§ Your goal: The task calls for every line of the data to be retyped exactly.

§ Task material:
= = = = = = =
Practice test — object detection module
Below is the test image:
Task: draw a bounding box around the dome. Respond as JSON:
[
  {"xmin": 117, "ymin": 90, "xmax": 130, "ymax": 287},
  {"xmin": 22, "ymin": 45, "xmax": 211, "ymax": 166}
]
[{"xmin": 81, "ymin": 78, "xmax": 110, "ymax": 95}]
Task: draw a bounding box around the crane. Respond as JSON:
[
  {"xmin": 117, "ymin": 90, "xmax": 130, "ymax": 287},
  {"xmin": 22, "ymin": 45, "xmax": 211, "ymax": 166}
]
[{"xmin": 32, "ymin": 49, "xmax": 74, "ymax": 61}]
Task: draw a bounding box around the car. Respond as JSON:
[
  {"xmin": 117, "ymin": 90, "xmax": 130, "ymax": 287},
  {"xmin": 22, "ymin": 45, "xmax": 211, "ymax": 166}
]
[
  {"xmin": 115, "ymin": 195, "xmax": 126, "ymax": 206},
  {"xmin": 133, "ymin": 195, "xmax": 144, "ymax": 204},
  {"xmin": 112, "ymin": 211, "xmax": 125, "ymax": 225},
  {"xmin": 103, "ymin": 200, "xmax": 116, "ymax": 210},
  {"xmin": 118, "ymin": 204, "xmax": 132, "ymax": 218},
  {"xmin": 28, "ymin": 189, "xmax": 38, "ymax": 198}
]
= = = = = = =
§ Solution to the problem:
Practice test — object detection module
Below is the test image:
Task: draw a bounding box around the dome. Respond as JSON:
[
  {"xmin": 117, "ymin": 90, "xmax": 130, "ymax": 287},
  {"xmin": 22, "ymin": 45, "xmax": 211, "ymax": 166}
]
[{"xmin": 81, "ymin": 78, "xmax": 110, "ymax": 95}]
Task: draw a bounding box around the crane. Respond as JSON:
[
  {"xmin": 117, "ymin": 90, "xmax": 130, "ymax": 287},
  {"xmin": 22, "ymin": 45, "xmax": 211, "ymax": 166}
]
[{"xmin": 32, "ymin": 49, "xmax": 74, "ymax": 61}]
Task: draw a bounding box around the car. Respond as JSON:
[
  {"xmin": 117, "ymin": 90, "xmax": 130, "ymax": 287},
  {"xmin": 22, "ymin": 45, "xmax": 211, "ymax": 166}
]
[
  {"xmin": 115, "ymin": 195, "xmax": 126, "ymax": 206},
  {"xmin": 133, "ymin": 195, "xmax": 144, "ymax": 204},
  {"xmin": 112, "ymin": 211, "xmax": 125, "ymax": 225},
  {"xmin": 103, "ymin": 200, "xmax": 116, "ymax": 210},
  {"xmin": 118, "ymin": 204, "xmax": 132, "ymax": 218},
  {"xmin": 28, "ymin": 189, "xmax": 38, "ymax": 198}
]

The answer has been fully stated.